Extrait du document
━━━━━━━━━━━━━━━━━━━━

Qu’est-ce qu'une icône ?


Une icône est une image représentant le sacré, élaborée dans la tradition, les principes spirituels et esthétiques du monde chrétien byzantin. La vénération des icônes est un dogme de la foi, formulé par le septième concile œcuménique.

A l’origine, dans le monde byzantin, l’expression désignait toute expression plastique qui constituait une image sacrée de l’orthodoxie, quelque que soit son support : fresques, peintures sur bois, mosaïques, étoffes, sur supports portatifs ou intégrées à l’architecture religieuse… Actuellement, toutefois, elle ne désigne plus que l’image sacrée formant un objet en elle-même, réalisée sur un panneau mobile, par opposition aux images intégrées à l’architecture.

━━━━━━━━━━━━━━━━━━━━

Lignes de données
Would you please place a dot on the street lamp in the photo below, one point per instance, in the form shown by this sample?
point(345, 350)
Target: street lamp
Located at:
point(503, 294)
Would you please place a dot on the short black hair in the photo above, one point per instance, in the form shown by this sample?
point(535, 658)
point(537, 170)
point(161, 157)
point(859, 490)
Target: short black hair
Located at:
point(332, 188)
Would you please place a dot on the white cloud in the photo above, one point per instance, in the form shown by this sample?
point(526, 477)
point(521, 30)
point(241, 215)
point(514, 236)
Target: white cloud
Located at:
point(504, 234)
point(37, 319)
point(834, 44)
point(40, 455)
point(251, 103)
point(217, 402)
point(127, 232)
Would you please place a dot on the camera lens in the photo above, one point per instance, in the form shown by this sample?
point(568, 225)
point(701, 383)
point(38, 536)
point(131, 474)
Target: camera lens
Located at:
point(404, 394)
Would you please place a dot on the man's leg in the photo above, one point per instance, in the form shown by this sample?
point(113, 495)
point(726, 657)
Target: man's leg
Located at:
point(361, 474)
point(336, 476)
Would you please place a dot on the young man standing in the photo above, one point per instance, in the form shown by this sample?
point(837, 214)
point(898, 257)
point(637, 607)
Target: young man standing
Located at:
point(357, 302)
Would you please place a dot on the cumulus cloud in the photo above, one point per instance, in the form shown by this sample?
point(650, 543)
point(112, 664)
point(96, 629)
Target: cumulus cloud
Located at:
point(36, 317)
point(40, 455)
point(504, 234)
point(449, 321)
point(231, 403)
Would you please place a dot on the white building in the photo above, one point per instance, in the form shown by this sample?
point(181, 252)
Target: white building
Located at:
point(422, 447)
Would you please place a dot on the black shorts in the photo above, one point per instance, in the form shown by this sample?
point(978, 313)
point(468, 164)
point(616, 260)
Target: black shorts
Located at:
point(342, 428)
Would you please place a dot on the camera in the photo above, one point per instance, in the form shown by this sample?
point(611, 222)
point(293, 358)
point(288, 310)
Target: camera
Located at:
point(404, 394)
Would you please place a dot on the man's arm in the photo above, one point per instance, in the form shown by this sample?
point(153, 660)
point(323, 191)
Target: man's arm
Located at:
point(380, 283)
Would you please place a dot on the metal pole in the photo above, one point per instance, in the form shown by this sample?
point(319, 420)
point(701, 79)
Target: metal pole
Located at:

━━━━━━━━━━━━━━━━━━━━

Consigne
Poursuivez le texte consacré aux icônes à partir de sa dernière phrase.

Réponse
Il s’agit d’un objet de culte dans la tradition religieuse chrétienne orthodoxe, destiné à une vénération collective, au sein de l’église par exemple, ou bien dans un contexte de dévotion privée. Elle peut être exposée dans l’enceinte de l’église, sur un lutrin ou bien inséré dans l’iconostase, clôture du sanctuaire de l’église orthodoxe, présentoir monumental de nombreuses icônes. Pleinement intégrée à la liturgie orthodoxe, elle peut également être portée en procession lors de cérémonies ou de jours de fêtes particuliers. dans un cadre privé, elle accompagne au quotidien la pratique religieuse du croyant, ainsi que ses voyages et déplacements. Les orthodoxes garnissent le plus souvent un angle ou un coin de leurs maisons de leurs icônes en un petit sanctuaire propre à leur recueillement.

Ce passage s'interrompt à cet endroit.